§ Task to carry out
Below are some records. Return exactly the lines from the one with "</instance>" to the one with "432L459 385L439 380L435", and nothing else.

------ Given entries ------

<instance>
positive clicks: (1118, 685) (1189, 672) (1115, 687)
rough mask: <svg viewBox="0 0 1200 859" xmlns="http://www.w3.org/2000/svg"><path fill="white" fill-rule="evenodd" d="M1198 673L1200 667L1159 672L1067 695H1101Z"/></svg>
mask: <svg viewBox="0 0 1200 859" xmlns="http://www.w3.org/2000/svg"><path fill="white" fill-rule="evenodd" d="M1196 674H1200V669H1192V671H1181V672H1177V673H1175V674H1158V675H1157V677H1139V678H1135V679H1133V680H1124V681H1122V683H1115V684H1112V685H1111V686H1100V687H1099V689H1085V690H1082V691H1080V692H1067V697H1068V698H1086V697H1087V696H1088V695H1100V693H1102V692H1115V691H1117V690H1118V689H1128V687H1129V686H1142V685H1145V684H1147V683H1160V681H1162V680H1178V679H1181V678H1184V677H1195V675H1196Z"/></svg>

------
------ Given entries ------

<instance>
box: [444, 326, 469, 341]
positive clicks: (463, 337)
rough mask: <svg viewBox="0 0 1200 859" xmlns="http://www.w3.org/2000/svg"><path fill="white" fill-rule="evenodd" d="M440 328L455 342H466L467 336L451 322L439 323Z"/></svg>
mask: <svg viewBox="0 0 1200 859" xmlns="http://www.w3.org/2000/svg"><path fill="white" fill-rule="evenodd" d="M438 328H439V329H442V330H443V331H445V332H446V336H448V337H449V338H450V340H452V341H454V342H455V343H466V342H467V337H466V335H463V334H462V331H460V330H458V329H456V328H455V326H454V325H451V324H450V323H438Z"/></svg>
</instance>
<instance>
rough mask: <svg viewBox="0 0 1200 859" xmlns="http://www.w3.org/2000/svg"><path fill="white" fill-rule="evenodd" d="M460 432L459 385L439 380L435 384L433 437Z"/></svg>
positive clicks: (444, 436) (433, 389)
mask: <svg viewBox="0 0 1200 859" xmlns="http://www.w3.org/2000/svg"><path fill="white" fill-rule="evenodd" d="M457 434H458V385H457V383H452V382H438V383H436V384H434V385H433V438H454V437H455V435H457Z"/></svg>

------

§ Solution for this task
</instance>
<instance>
rough mask: <svg viewBox="0 0 1200 859" xmlns="http://www.w3.org/2000/svg"><path fill="white" fill-rule="evenodd" d="M460 432L459 385L439 380L435 384L433 437Z"/></svg>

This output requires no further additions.